Dataset records:
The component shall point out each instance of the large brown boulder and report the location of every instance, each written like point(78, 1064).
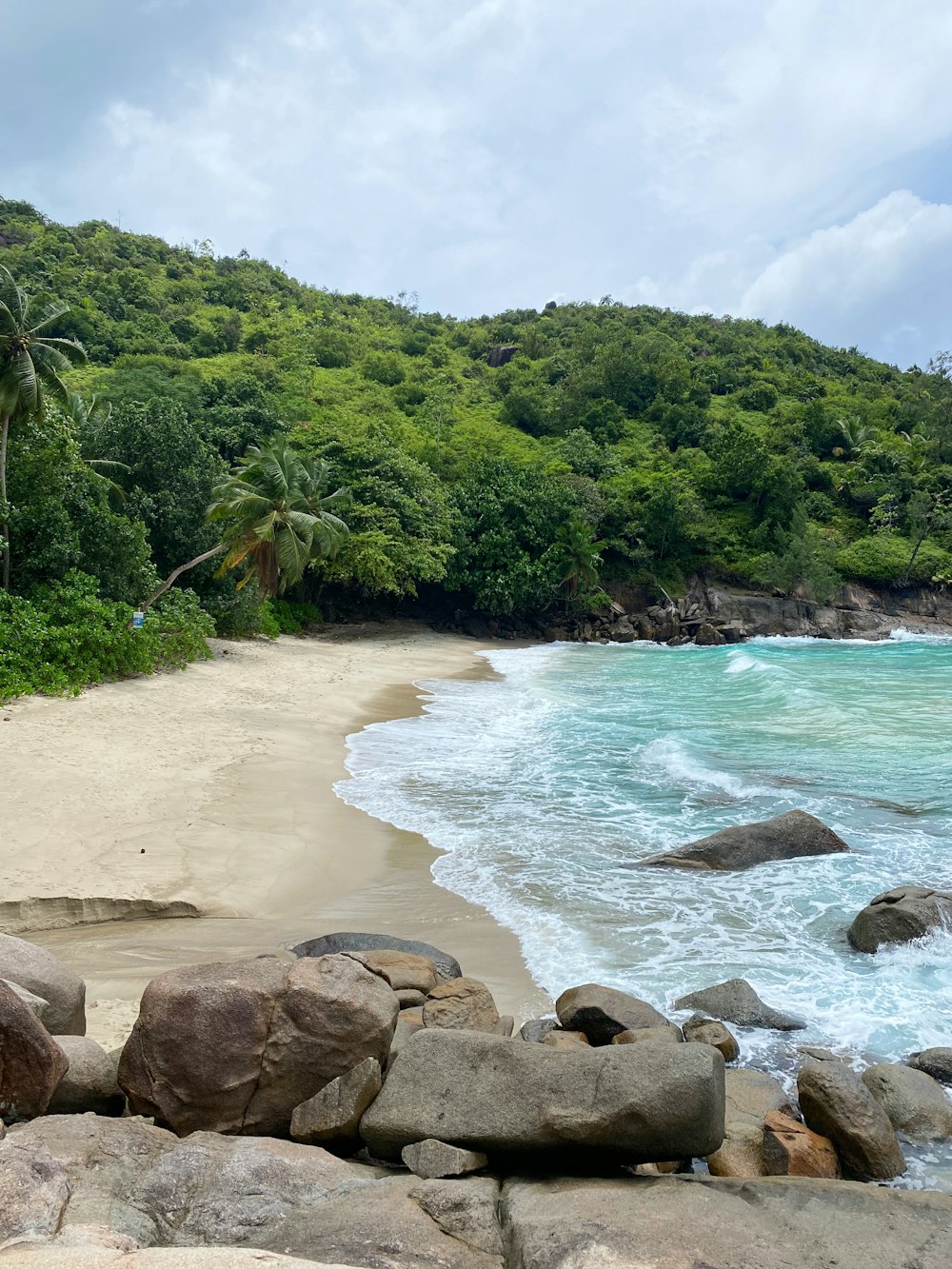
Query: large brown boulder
point(737, 1001)
point(837, 1104)
point(787, 837)
point(602, 1012)
point(916, 1104)
point(329, 944)
point(41, 974)
point(461, 1004)
point(749, 1098)
point(235, 1047)
point(642, 1103)
point(30, 1061)
point(899, 917)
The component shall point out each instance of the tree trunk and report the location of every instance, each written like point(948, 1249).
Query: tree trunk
point(177, 572)
point(6, 525)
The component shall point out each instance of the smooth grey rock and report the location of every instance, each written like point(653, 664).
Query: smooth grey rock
point(145, 1184)
point(38, 971)
point(640, 1101)
point(737, 1001)
point(787, 837)
point(234, 1047)
point(602, 1012)
point(704, 1222)
point(30, 1062)
point(446, 964)
point(90, 1082)
point(936, 1062)
point(837, 1104)
point(899, 917)
point(333, 1116)
point(436, 1159)
point(710, 1031)
point(916, 1104)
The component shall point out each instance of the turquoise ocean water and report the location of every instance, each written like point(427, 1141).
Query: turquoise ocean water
point(544, 785)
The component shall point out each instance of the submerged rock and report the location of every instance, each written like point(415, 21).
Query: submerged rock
point(787, 837)
point(235, 1047)
point(642, 1103)
point(899, 917)
point(737, 1001)
point(602, 1013)
point(327, 944)
point(837, 1104)
point(41, 974)
point(916, 1104)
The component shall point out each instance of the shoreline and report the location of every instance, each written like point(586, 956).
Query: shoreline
point(213, 787)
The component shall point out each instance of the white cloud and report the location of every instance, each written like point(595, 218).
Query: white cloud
point(493, 152)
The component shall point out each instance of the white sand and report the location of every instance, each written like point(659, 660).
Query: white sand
point(213, 785)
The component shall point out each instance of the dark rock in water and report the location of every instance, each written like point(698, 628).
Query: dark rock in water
point(640, 1103)
point(327, 944)
point(837, 1104)
point(899, 917)
point(602, 1013)
point(234, 1047)
point(936, 1062)
point(787, 837)
point(737, 1001)
point(30, 1062)
point(916, 1104)
point(704, 1222)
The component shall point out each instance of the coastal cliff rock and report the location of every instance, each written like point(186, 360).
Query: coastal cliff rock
point(916, 1104)
point(837, 1104)
point(327, 944)
point(643, 1103)
point(601, 1013)
point(786, 837)
point(737, 1001)
point(30, 1062)
point(899, 917)
point(235, 1047)
point(41, 974)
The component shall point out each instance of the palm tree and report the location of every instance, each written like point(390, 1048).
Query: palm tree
point(276, 519)
point(32, 366)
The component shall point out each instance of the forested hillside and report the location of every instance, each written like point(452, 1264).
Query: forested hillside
point(506, 465)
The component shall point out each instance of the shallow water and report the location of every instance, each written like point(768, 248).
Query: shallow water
point(545, 785)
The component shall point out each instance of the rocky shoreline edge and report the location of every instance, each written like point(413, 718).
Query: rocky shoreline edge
point(364, 1103)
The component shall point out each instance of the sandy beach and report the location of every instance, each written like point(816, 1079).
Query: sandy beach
point(212, 787)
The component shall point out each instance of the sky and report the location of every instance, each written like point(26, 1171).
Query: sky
point(786, 160)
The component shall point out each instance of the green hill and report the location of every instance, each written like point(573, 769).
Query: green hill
point(497, 464)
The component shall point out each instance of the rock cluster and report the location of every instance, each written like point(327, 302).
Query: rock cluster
point(483, 1135)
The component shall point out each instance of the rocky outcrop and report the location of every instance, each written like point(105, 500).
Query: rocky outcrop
point(461, 1004)
point(837, 1104)
point(700, 1222)
point(749, 1098)
point(790, 1149)
point(916, 1104)
point(643, 1103)
point(787, 837)
point(327, 944)
point(41, 974)
point(737, 1001)
point(90, 1081)
point(235, 1047)
point(30, 1062)
point(936, 1062)
point(602, 1013)
point(899, 917)
point(333, 1116)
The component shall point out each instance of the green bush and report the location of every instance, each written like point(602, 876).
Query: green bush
point(67, 636)
point(286, 617)
point(885, 557)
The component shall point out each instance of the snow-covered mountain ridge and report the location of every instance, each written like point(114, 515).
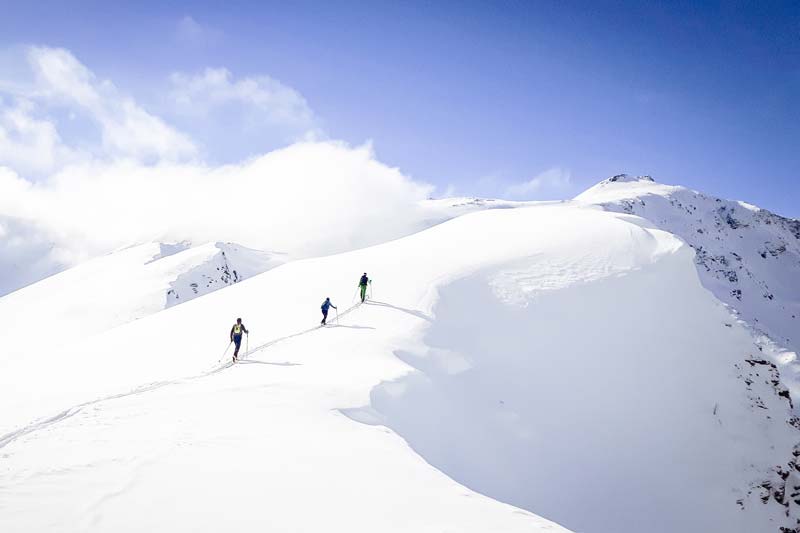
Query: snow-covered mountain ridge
point(561, 358)
point(747, 256)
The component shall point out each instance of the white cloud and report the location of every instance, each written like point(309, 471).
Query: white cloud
point(126, 128)
point(272, 101)
point(31, 144)
point(64, 199)
point(552, 181)
point(307, 199)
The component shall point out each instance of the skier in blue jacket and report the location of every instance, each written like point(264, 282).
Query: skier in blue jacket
point(325, 306)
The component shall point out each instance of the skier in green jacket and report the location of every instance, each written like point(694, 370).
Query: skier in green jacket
point(363, 285)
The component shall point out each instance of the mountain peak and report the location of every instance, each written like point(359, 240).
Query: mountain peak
point(626, 178)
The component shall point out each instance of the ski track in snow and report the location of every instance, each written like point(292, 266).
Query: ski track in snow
point(546, 346)
point(72, 411)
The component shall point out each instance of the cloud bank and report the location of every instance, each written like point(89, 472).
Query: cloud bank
point(134, 177)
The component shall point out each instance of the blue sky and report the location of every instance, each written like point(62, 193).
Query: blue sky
point(473, 97)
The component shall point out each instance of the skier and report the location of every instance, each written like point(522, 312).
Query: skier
point(363, 285)
point(325, 306)
point(236, 336)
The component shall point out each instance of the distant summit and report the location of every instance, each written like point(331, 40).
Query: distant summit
point(626, 178)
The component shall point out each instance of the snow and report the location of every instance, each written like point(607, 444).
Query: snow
point(748, 257)
point(560, 359)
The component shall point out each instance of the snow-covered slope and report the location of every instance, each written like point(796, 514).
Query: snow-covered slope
point(79, 304)
point(563, 359)
point(748, 257)
point(125, 285)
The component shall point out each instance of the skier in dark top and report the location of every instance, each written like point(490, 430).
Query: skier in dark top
point(325, 306)
point(236, 336)
point(363, 285)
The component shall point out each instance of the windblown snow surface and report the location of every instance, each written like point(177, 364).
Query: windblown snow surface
point(563, 360)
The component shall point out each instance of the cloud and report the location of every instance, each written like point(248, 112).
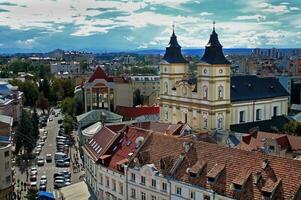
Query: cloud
point(251, 17)
point(205, 13)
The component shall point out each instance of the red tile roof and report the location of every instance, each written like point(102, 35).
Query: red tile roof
point(98, 74)
point(133, 112)
point(99, 143)
point(282, 175)
point(254, 141)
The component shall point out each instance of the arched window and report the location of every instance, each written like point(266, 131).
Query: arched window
point(220, 92)
point(220, 122)
point(165, 87)
point(205, 92)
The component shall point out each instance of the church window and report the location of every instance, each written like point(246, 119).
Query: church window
point(258, 114)
point(220, 92)
point(205, 92)
point(220, 122)
point(165, 87)
point(242, 116)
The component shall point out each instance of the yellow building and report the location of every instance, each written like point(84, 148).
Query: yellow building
point(213, 100)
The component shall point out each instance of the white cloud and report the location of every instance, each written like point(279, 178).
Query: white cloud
point(206, 13)
point(251, 17)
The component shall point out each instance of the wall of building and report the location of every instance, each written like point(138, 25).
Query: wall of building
point(5, 170)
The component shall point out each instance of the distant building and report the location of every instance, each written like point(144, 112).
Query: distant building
point(10, 101)
point(149, 87)
point(214, 99)
point(65, 68)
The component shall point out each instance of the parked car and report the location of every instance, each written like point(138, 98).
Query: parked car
point(40, 161)
point(48, 157)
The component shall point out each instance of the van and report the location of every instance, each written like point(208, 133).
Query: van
point(60, 156)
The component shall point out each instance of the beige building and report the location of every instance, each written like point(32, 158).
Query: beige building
point(102, 91)
point(149, 87)
point(6, 182)
point(214, 99)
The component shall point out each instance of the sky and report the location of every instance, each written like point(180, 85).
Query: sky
point(102, 25)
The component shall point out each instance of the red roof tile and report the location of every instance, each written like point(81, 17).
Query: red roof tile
point(133, 112)
point(237, 165)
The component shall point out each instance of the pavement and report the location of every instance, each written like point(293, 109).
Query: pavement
point(49, 168)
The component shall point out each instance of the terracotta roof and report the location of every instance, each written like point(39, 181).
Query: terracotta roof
point(99, 74)
point(124, 145)
point(236, 165)
point(134, 112)
point(253, 142)
point(99, 143)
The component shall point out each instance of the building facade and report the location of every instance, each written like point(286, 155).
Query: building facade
point(213, 100)
point(6, 175)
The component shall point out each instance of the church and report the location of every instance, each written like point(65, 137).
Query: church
point(214, 99)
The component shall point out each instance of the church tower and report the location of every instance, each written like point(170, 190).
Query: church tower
point(214, 86)
point(173, 68)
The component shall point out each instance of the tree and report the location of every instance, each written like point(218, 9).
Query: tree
point(35, 123)
point(68, 106)
point(42, 103)
point(68, 124)
point(24, 133)
point(32, 194)
point(138, 98)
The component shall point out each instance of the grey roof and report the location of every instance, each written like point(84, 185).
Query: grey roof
point(249, 87)
point(6, 119)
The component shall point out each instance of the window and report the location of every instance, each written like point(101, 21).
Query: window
point(206, 197)
point(192, 195)
point(258, 114)
point(133, 193)
point(165, 88)
point(166, 115)
point(133, 177)
point(178, 190)
point(154, 183)
point(7, 179)
point(121, 188)
point(220, 92)
point(164, 187)
point(242, 116)
point(186, 116)
point(143, 196)
point(220, 122)
point(143, 180)
point(114, 185)
point(275, 111)
point(107, 182)
point(205, 92)
point(6, 165)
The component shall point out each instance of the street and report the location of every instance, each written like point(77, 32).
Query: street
point(49, 168)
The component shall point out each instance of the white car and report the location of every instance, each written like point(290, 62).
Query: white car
point(41, 161)
point(33, 171)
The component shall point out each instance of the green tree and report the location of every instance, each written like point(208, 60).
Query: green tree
point(68, 106)
point(138, 98)
point(24, 134)
point(35, 123)
point(32, 194)
point(42, 103)
point(68, 124)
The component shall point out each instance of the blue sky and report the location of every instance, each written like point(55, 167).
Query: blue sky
point(42, 25)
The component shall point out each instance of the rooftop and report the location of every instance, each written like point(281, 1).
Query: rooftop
point(229, 172)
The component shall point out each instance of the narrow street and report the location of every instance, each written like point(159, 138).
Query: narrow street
point(49, 168)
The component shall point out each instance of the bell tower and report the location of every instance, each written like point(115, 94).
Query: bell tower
point(173, 68)
point(214, 86)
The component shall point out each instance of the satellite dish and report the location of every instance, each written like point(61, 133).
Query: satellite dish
point(139, 141)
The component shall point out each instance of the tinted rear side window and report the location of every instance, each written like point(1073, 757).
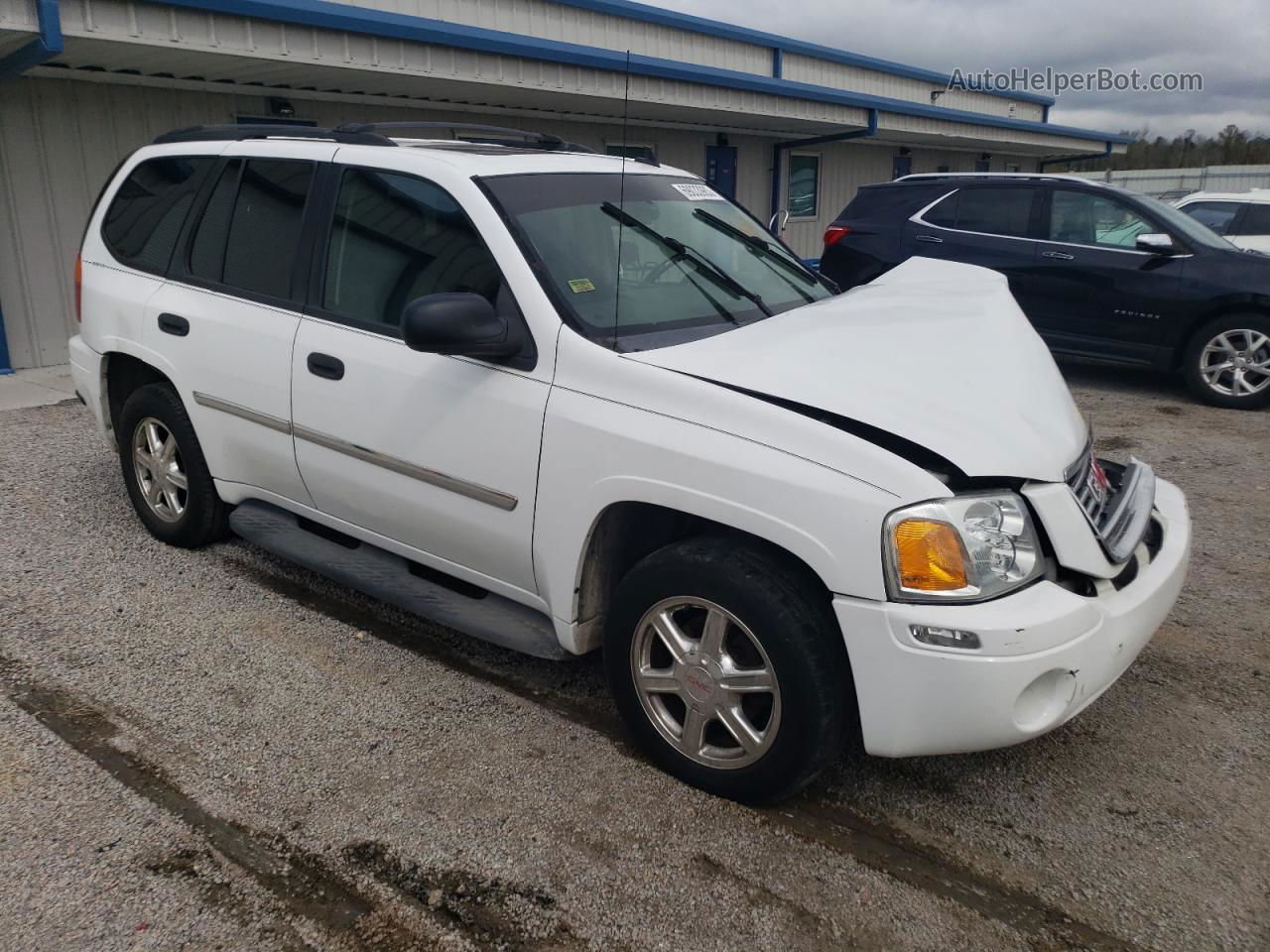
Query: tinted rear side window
point(398, 238)
point(987, 209)
point(146, 213)
point(249, 234)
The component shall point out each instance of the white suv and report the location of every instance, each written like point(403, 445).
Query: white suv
point(567, 402)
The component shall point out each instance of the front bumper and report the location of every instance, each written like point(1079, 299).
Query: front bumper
point(1047, 653)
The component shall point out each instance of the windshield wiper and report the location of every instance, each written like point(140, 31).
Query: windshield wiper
point(762, 249)
point(681, 250)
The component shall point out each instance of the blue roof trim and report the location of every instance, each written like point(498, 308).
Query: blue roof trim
point(726, 31)
point(354, 19)
point(46, 45)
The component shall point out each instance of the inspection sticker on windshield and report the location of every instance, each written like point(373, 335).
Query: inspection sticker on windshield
point(697, 193)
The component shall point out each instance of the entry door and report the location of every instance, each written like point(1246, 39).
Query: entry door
point(440, 453)
point(1096, 293)
point(721, 169)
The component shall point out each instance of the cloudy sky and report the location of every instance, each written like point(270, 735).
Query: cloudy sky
point(1227, 42)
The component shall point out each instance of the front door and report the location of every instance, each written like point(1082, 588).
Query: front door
point(439, 453)
point(1096, 294)
point(721, 169)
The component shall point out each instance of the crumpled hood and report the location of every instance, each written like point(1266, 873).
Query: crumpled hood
point(935, 352)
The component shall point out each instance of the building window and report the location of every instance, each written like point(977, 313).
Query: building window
point(631, 150)
point(804, 189)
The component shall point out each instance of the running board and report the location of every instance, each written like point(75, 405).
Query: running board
point(399, 581)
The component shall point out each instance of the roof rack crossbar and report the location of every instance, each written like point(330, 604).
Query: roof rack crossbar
point(476, 132)
point(244, 131)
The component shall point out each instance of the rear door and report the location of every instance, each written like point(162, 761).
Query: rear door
point(1097, 295)
point(229, 312)
point(985, 225)
point(439, 453)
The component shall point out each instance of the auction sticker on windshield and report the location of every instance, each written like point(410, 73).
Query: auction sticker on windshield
point(697, 193)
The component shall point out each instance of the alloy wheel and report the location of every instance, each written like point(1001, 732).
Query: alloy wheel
point(1236, 362)
point(706, 683)
point(160, 475)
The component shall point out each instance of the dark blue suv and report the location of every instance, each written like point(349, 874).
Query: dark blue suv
point(1098, 271)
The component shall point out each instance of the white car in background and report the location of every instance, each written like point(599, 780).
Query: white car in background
point(567, 402)
point(1239, 217)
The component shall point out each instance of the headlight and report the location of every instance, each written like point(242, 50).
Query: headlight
point(961, 548)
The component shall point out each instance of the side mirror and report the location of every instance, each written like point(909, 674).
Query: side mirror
point(457, 324)
point(1156, 244)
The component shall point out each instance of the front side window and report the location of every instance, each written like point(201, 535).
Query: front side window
point(804, 195)
point(144, 221)
point(397, 238)
point(1086, 218)
point(1219, 216)
point(657, 255)
point(249, 234)
point(985, 209)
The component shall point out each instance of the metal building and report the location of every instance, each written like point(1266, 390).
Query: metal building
point(778, 123)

• _Aim_:
Rewrite the records from the line with "The component shall point out each instance of the grey" through the line with "point(6, 119)" as a numbered list, leaving out blank lines.

• _Solution for this task_:
1. The component shall point out each instance of the grey roof and report the location of every instance, each written like point(84, 185).
2. Query: grey roof
3. point(249, 87)
4. point(6, 119)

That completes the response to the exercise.